What you are asked to do
In the listing that follows, count each line where the word "slab" appears; write nothing but the count.
(Beginning of Provided records)
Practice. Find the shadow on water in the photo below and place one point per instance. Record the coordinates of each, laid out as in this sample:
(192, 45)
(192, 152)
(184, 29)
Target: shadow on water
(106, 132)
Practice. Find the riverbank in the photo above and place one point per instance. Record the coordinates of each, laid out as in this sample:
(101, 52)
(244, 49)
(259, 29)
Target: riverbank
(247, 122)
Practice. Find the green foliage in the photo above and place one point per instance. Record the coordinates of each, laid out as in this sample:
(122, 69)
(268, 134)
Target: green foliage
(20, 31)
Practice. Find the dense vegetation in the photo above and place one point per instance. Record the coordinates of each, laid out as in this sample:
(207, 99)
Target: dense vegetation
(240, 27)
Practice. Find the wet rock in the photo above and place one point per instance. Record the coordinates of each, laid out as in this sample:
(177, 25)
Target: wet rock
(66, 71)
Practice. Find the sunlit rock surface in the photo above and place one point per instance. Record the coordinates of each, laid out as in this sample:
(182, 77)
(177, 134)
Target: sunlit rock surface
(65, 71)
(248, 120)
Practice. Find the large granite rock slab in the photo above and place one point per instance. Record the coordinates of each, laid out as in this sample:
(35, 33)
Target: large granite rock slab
(End of Provided records)
Finished task
2